◆ EXERCISE GOAL ◆
With nothing added and nothing dropped, copy the entire listing.

◆ RECORDS PROVIDED ◆
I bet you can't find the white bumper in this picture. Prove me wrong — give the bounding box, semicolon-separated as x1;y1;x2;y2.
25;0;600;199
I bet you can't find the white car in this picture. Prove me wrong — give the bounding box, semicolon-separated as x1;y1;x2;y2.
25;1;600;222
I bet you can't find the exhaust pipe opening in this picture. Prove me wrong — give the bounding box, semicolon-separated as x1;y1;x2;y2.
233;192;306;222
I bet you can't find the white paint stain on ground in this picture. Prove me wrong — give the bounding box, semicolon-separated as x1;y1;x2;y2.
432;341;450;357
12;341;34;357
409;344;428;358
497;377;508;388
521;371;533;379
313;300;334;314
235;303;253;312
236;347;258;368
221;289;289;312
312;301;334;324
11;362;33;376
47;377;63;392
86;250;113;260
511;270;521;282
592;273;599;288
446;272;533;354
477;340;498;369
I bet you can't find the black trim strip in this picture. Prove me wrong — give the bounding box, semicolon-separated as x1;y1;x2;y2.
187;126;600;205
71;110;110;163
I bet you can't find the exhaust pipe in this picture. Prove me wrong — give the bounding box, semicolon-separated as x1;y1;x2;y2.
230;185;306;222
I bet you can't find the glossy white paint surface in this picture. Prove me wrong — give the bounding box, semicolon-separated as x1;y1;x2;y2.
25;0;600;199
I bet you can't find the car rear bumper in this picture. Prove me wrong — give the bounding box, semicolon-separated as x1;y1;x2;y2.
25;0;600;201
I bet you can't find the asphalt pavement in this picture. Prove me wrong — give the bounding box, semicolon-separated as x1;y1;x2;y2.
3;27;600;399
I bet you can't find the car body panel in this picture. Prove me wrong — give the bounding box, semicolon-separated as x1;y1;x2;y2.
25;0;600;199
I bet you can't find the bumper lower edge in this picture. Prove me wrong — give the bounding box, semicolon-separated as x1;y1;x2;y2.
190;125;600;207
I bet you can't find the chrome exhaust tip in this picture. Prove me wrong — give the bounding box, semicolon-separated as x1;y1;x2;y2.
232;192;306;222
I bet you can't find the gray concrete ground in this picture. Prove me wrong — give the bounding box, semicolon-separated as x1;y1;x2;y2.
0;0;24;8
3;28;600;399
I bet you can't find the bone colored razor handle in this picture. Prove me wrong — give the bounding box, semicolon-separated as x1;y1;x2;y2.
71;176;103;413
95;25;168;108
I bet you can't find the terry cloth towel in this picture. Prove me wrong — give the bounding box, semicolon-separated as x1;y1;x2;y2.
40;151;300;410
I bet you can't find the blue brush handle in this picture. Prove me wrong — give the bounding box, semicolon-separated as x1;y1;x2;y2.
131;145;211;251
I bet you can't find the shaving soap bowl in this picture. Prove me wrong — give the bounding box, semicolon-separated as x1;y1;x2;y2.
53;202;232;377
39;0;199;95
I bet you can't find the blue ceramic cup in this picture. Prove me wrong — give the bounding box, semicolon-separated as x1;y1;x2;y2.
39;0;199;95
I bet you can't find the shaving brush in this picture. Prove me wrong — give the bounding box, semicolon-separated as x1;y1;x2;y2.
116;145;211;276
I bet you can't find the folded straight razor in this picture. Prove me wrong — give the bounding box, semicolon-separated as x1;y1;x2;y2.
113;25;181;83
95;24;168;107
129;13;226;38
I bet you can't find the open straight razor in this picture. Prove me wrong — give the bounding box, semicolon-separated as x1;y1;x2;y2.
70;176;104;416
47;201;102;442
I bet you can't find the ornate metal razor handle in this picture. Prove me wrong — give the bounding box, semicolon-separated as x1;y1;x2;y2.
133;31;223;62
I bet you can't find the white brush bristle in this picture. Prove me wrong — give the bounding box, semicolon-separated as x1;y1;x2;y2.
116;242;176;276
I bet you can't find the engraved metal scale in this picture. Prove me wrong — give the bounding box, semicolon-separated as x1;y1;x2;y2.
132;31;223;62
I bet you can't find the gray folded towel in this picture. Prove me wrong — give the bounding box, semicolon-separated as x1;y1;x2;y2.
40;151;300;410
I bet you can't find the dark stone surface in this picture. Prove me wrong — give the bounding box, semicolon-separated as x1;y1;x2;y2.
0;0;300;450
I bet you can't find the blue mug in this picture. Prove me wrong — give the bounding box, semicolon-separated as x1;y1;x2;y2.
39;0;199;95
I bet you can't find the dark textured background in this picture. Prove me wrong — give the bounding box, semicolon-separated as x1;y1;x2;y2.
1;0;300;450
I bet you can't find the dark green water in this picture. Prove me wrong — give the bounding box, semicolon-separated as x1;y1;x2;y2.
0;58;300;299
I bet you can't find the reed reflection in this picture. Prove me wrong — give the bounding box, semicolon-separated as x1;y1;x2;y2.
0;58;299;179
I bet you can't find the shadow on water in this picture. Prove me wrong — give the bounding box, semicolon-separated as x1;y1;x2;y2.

◆ PROBLEM SOLUTION ◆
I bet you can't find the white bumper in this picture. Prove me wrong — give the bounding box, semicolon-separated as x1;y1;x2;y2.
25;0;600;199
I bet you can't find the white car in this picture. Prove me wrong — give the bounding box, semicolon-separated as x1;y1;x2;y2.
25;1;600;222
I bet you can't find the exhaust pipe opening in this picture. Prove me wrong — give the bounding box, semicolon-separated as x1;y1;x2;y2.
233;192;306;222
I bet you can't find the white paint stain on ground in this picture. Prove me wrong — give the bounding box, semicolon-separated as x1;y1;x2;y2.
432;341;450;357
12;341;34;357
409;344;428;358
497;377;508;388
521;371;533;379
313;300;334;314
235;303;253;312
236;347;258;368
221;289;289;312
312;301;334;324
11;362;33;376
47;377;63;392
86;250;113;260
511;270;521;282
592;273;599;288
446;272;533;354
477;340;498;369
I bet you can't find the black trim strip in this picture. Prove me wrong — give the bounding box, semicolon-separated as x1;y1;x2;y2.
187;126;600;205
71;110;110;163
I bet you can't find the exhaust pipe in this picture. Prove me wrong — give the bounding box, semicolon-separated as x1;y1;x2;y2.
230;185;306;222
I bet you can't find the glossy white paint surface in this picture. Prove me wrong — give the bounding box, semicolon-separated as x1;y1;x2;y2.
25;0;600;199
I bet you can't find the car rear bumper in this picture. Prove me wrong — give the bounding box, semicolon-separated as x1;y1;x2;y2.
25;0;600;201
I bet you can't find the asphalt pavement in this picture. Prove me wrong — give the bounding box, semicolon-separated as x1;y1;x2;y2.
3;27;600;399
I bet you can't find the car body panel in this picture. Prove me wrong — give the bounding box, semicolon-separated as x1;y1;x2;y2.
25;0;600;199
I bet you can't find the bumper lower edge in this picture. Prove me wrong — give the bounding box, semicolon-separated as x1;y1;x2;y2.
190;125;600;207
I bet you can't find the chrome exhaust tip in this picture. Prove me wrong — give the bounding box, semicolon-separated as x1;y1;x2;y2.
232;192;306;222
I bet you can't find the gray concrete ground in this picture. Prove me wrong — give the bounding box, semicolon-separated as x1;y1;x2;y2.
0;0;24;8
3;28;600;399
I bet you can't find the bone colored razor handle in this picture. Prove me wrong — give the bounding box, semicolon-separated as x1;y1;x2;y2.
71;176;103;413
95;25;168;108
I bet you can't find the terry cloth towel in this picture. Prove me wrong — give the bounding box, semicolon-separated as x1;y1;x2;y2.
40;151;300;410
I bet you can't find the blue brush handle in this picture. Prove me wrong — give the bounding box, semicolon-separated as x1;y1;x2;y2.
131;145;211;251
I bet you can't find the shaving soap bowl in this picture. Prove me wrong — give the bounding box, semicolon-separated as x1;y1;x2;y2.
53;202;232;377
39;0;199;95
I bet you can't find the blue ceramic cup in this picture. Prove me wrong — give the bounding box, semicolon-separated as x1;y1;x2;y2.
39;0;199;95
I bet you can't find the shaving brush in this picture. Prove me wrong — give the bounding box, semicolon-separated as x1;y1;x2;y2.
116;145;211;276
I bet you can't find the folded straight razor in this picture. Prove me wrong — give the bounding box, semicolon-separated as x1;y1;x2;y2.
113;25;181;83
95;24;168;107
129;13;226;38
I bet you can't find the open straight razor in this picture. Prove me wrong — give the bounding box, semicolon-separated as x1;y1;x2;y2.
70;176;104;416
47;201;102;442
I bet you can't find the ornate metal razor handle in this picture. Prove me wrong — give the bounding box, semicolon-separated as x1;y1;x2;y2.
133;31;223;62
I bet you can't find the white brush bristle in this picture. Prove me wrong — give the bounding box, semicolon-separated as x1;y1;x2;y2.
116;242;176;276
I bet you can't find the engraved metal scale in this picture. Prove me wrong — give the bounding box, semicolon-separated as x1;y1;x2;y2.
132;31;223;62
I bet you can't find the gray folded towel in this picture. Prove me wrong — give the bounding box, semicolon-separated as x1;y1;x2;y2.
40;151;300;410
I bet you can't find the dark stone surface in this picture. Prove me wrong — give the bounding box, semicolon-separated as x1;y1;x2;y2.
0;0;300;450
I bet you can't find the blue mug in this picture. Prove me wrong — give the bounding box, semicolon-separated as x1;y1;x2;y2.
39;0;199;95
I bet you can't find the dark textured background in this picture. Prove me wrong — give the bounding box, semicolon-separated as x1;y1;x2;y2.
1;0;300;450
I bet you can't find the dark green water in this picture. Prove me wrong — give the bounding box, semicolon-separated as x1;y1;x2;y2.
0;58;300;299
I bet you can't find the reed reflection in this picture. Prove me wrong — give the bounding box, semicolon-separated as x1;y1;x2;y2.
0;58;299;179
I bet you can't find the shadow on water in this picture. Prove me wrong — give the bounding box, semicolon-separated as x1;y1;x2;y2.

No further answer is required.